## Begin Document passage

[jira] [Comment Edited] (HDFS-9053) Support large directories efficiently using B-Tree

Yi Liu (JIRA) Wed, 30 Sep 2015 18:31:39 -0700

    [ 
https://issues.apache.org/jira/browse/HDFS-9053?page=com.atlassian.jira.plugin.system.issuetabpanels:comment-tabpanel&focusedCommentId=14934598#comment-14934598
 ]


Yi Liu edited comment on HDFS-9053 at 10/1/15 1:30 AM:
-------------------------------------------------------

Thanks Jing for the further review. 
{quote}
Yeah, sorry for the delay.
{quote}
NP, thanks for the help :)

I also think it's a critical part of the code, thanks a lot for the review, 
[~szetszwo]! also welcome [~kihwal] and anyone who can review this.

{quote}
For insert/delete, the running time is O( n) for ArrayList.
{quote}
Yeah, if we count the re-allocations and copies of big arrays, I just mean the 
search time complexity before we do insert/delete.

{quote}
How about memory usage? One reason to use ArrayList instead of a more 
complicated data structure is to save memory. It seems to me that using B-Tree 
increases memory usage in general. It increases memory usage dramatically in 
some worst cases such as the average branching factor of the tree is small 
(this may also be a common case).

## End Document passage
## Begin Recorded information

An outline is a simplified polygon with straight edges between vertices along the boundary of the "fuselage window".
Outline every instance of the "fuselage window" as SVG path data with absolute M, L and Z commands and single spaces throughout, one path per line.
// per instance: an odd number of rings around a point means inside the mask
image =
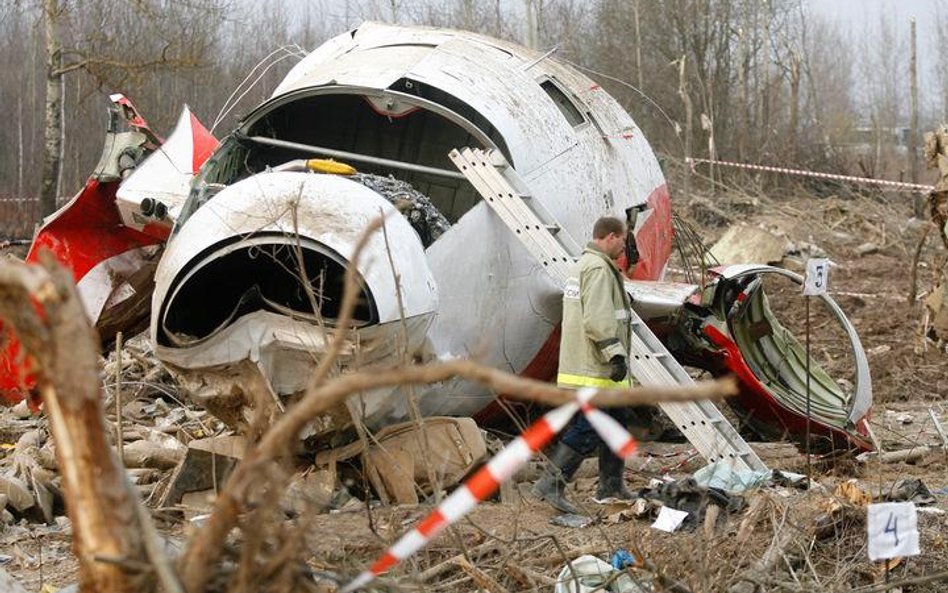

## End Recorded information

> **To be done**
[1] Copy the HDFS-9053 comment from "Yi Liu edited" up to and including "for the delay.".
[2] In the HDFS-9053 comment, what reason is given for using ArrayList instead of a more complicated data structure?
[3] Pick up the HDFS-9053 comment after its last line and keep writing.

> **Responses for each task**
[1]
Yi Liu edited comment on HDFS-9053 at 10/1/15 1:30 AM:
-------------------------------------------------------

Thanks Jing for the further review. 
{quote}
Yeah, sorry for the delay.

[2] To save memory.

[3]
{quote}
That's a great question here.  I have given few description in the my second 
comment above: 
[here|https://issues.apache.org/jira/browse/HDFS-9053?focusedCommentId=14740814&page=com.atlassian.jira.plugin.system.issuetabpanels:comment-tabpanel#comment-14740814],
 I would give a detailed explanation:
{quote}
in some worst cases such as the average branching factor of the tree is small
{quote}
Don't worry about this, for any B-Tree node except root, it contains at least 
min degree size of elements, otherwise there is merging or element shift to 
guarantee this property. Besides, we expand the elements in B-Tree node the 
same as ArrayList.

Generally say, the B-Tree in the patch increases *very few* memory usage, and 
can be ignored:
# *For normal and small size directories*, let's say it's (INode) children size 
is not large and then B-Tree only contains one node. Currently the default 
degree of B-Tree used in INodeDirectory is 1024, so the max degree is 2047, 
that means one B-Tree node can at most contain 2047 elements. And the children 
of the B-Tree root node is null, so the increased memory usage compared to 
ArrayList is: one object overhead + few variables, total increase about (16 
bytes object overhead + 4 int degree + 8 bytes reference to root node + 4 int 
size + 8 bytes null reference children + 4 bytes int childrenSize) = 44 bytes, 
and assume it's 64-bits system/JVM.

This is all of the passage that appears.